◆ Texte source
.....

En l'espèce, il ressort des termes de la déclaration d'appel que les moyens soulevés ont bien été présentés au premier juge et que le dispositif de la déclaration respecte bien le schéma prescrit par les textes, puisqu'il commence ' après avoir logiquement demandé la réformation de l'ordonnance - par demander à ce qu'il soit fait droit aux exceptions de nullité soulevées.

L'exception de nullité doit être déclarée recevable, l'ordre de présentation des moyens dans la motivation ne comportant aucune incidence au regard de l'article 74 du code de procédure civile.

sur la computation des délais de l'article L. 342-1 du CESEDA

Aux termes de l'article L. 342-1 du CESEDA, le maintien en zone d'attente au-delà de quatre jours à compter de la décision de placement initiale peut être autorisé, par le juge des libertés et de la détention statuant sur l'exercice effectif des droits reconnus à l'étranger, pour une durée qui ne peut être supérieure à huit jours.

.....

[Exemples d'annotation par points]
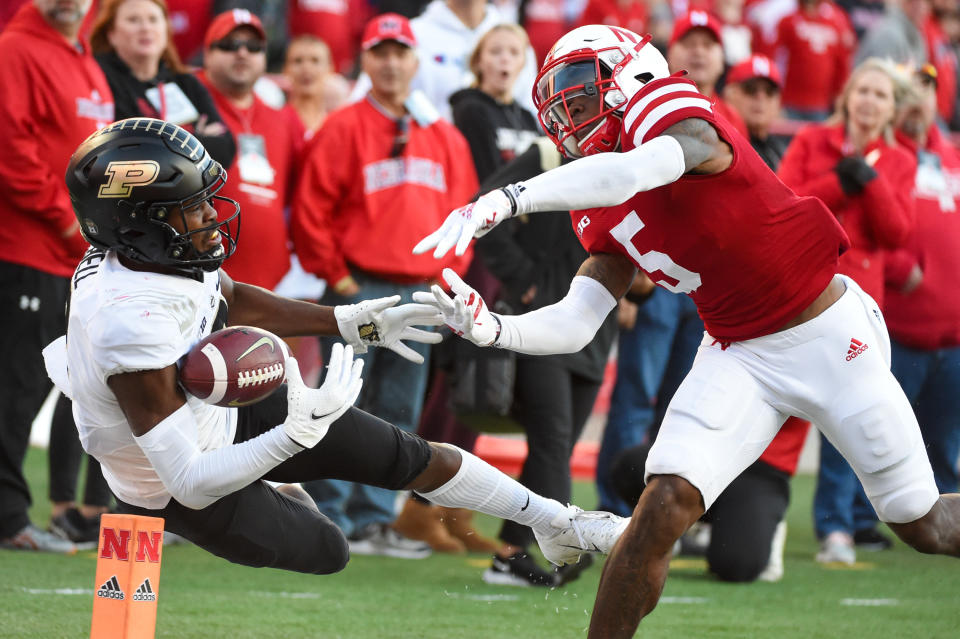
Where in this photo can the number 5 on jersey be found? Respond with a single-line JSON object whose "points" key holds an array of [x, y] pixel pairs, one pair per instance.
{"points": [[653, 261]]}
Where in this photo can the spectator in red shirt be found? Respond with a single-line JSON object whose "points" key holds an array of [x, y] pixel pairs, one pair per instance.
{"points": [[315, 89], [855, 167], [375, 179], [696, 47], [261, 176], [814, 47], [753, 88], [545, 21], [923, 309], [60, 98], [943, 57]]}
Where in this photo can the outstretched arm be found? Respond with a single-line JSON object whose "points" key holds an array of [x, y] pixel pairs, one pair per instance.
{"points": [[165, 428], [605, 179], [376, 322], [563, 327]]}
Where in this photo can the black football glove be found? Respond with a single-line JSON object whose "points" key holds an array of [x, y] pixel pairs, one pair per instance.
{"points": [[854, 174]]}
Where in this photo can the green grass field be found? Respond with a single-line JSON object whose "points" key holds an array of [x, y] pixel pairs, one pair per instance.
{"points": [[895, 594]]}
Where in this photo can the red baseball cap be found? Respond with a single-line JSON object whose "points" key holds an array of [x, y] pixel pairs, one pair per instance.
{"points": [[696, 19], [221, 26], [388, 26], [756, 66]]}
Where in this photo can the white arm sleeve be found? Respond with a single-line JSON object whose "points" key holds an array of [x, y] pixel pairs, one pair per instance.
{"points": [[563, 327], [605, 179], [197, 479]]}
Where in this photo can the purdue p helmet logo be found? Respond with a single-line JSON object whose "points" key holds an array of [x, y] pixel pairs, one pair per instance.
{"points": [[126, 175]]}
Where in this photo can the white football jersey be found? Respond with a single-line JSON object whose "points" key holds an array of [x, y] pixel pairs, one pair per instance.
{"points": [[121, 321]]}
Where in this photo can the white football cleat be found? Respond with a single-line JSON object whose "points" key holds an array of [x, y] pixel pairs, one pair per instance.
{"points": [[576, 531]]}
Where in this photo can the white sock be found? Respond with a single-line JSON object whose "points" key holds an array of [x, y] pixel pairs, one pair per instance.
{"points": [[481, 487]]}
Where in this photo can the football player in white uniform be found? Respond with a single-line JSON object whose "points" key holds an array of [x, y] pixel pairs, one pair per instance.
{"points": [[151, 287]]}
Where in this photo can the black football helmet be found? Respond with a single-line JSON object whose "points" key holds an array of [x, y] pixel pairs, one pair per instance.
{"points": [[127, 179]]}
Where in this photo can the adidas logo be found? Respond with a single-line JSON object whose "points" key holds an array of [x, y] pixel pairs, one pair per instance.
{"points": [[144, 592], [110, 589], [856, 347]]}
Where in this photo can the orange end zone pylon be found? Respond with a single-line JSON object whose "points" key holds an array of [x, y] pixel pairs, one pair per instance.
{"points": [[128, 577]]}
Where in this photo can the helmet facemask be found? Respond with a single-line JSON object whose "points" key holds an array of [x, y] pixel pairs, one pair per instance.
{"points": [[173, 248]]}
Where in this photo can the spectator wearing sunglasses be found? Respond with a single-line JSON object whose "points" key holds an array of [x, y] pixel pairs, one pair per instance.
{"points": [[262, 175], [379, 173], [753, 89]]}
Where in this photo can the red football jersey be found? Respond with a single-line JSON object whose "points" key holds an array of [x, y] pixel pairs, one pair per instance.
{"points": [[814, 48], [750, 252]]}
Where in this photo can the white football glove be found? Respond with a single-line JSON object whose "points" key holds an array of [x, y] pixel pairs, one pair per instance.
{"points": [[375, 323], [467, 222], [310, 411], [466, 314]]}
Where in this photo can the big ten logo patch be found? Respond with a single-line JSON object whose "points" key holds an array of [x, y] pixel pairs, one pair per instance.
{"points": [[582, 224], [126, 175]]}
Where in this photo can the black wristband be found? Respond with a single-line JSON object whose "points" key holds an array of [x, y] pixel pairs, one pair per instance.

.....

◆ Consignes écrites
A. Quels noms se terminant par « -tion » figurent dans l'extrait juridique ? Citez chacun une seule fois, dans l'ordre de leur première apparition.
B. Pourriez-vous reproduire à l'identique les lignes d'annotation, depuis celle qui contient "Where in this photo can the black football helmet" jusqu'à la dernière de ces lignes, les deux bornes incluses ?
L'extrait juridique et les lignes d'annotation n'ont aucun rapport entre eux.

◆ Réponses par consigne
A. déclaration, réformation, exception, présentation, motivation, computation, détention

B.
Where in this photo can the black football helmet be found? Respond with a single-line JSON object whose "points" key holds an array of [x, y] pixel pairs, one pair per instance.
{"points": [[127, 179]]}
Where in this photo can the adidas logo be found? Respond with a single-line JSON object whose "points" key holds an array of [x, y] pixel pairs, one pair per instance.
{"points": [[144, 592], [110, 589], [856, 347]]}
Where in this photo can the orange end zone pylon be found? Respond with a single-line JSON object whose "points" key holds an array of [x, y] pixel pairs, one pair per instance.
{"points": [[128, 577]]}
Where in this photo can the helmet facemask be found? Respond with a single-line JSON object whose "points" key holds an array of [x, y] pixel pairs, one pair per instance.
{"points": [[173, 248]]}
Where in this photo can the spectator wearing sunglasses be found? Respond with a single-line JSON object whose "points" key holds an array of [x, y] pixel pairs, one pair per instance.
{"points": [[262, 175], [379, 173], [753, 89]]}
Where in this photo can the red football jersey be found? Respond with a single-line JSON object whose "points" key holds an array of [x, y] pixel pairs, one pair per instance.
{"points": [[814, 48], [750, 252]]}
Where in this photo can the white football glove be found? Respond with a single-line JSON object whose "points" key holds an array of [x, y] pixel pairs, one pair per instance.
{"points": [[375, 323], [467, 222], [310, 411], [466, 314]]}
Where in this photo can the big ten logo patch be found? Respond with a single-line JSON object whose "points" key holds an array of [x, y] pixel pairs, one pair per instance.
{"points": [[582, 224], [126, 175]]}
Where in this photo can the black wristband be found? Respond with a single-line JSON object whose "points" key holds an array of [x, y] pixel pairs, one pair per instance.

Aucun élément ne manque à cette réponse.